• _Excerpted data_:
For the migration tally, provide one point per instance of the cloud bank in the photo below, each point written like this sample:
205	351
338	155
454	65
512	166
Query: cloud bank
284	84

--

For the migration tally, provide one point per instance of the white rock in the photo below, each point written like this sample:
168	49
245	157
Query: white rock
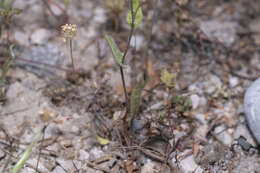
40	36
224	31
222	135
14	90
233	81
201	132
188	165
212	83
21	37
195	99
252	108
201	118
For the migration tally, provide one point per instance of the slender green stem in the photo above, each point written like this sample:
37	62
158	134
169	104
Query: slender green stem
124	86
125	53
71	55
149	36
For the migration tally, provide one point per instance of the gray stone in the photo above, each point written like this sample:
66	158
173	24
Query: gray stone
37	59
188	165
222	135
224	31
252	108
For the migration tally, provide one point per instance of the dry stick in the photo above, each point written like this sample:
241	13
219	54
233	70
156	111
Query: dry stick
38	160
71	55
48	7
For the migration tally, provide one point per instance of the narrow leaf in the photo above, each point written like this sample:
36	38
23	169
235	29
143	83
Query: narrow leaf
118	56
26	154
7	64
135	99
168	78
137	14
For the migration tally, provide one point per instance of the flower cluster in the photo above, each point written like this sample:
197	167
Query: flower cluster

• _What is required_:
Render the material from the line holding "of the white" through the line holding "Query: flower cluster", both included, as a JSON list of strings with one string per line. Skip blank lines and leave out the pictures.

• _Solution_:
[
  "For the migration tally, provide one point per instance of the white rock in the photo below, each point written like this sample:",
  "168\t49",
  "245\t157",
  "Query: white rock",
  "40\t36",
  "224\t31",
  "222\t135",
  "14\t90",
  "233\t81",
  "201\t132",
  "188\t165",
  "212\t83",
  "21\t37",
  "195\t99",
  "252\t108",
  "201\t118",
  "For the migration tally, provide one point per instance of the slender green stem in the photo above, each point written like this sample:",
  "37\t62",
  "158\t134",
  "169\t104",
  "Query: slender green stem",
  "124\t86",
  "125\t53",
  "71\t55",
  "149\t36",
  "For the migration tally, provide one point per instance of the gray stone in the photo above, each point written like this sample:",
  "66\t158",
  "173\t24",
  "Query: gray stone",
  "37\t59",
  "188\t165",
  "222\t135",
  "224\t31",
  "252\t108",
  "For the migration tally, provide one point per instance of the dry stick in the photo above, each point written like this sample:",
  "241\t13",
  "219\t54",
  "233\t70",
  "156\t111",
  "Query: dry stick",
  "38\t160",
  "71\t55",
  "48\t7",
  "For the migration tally, provide one point per instance of the narrow leaf in the photo above, each point written like this sample:",
  "36\t38",
  "23\t169",
  "235\t29",
  "143\t83",
  "Query: narrow leaf",
  "118\t56",
  "26\t154",
  "7\t64",
  "135\t99",
  "168\t78",
  "137\t14",
  "For the migration tally, provide one point per instance of the flower cluster in the photo above, each point written like this sample:",
  "197\t167",
  "Query: flower cluster"
]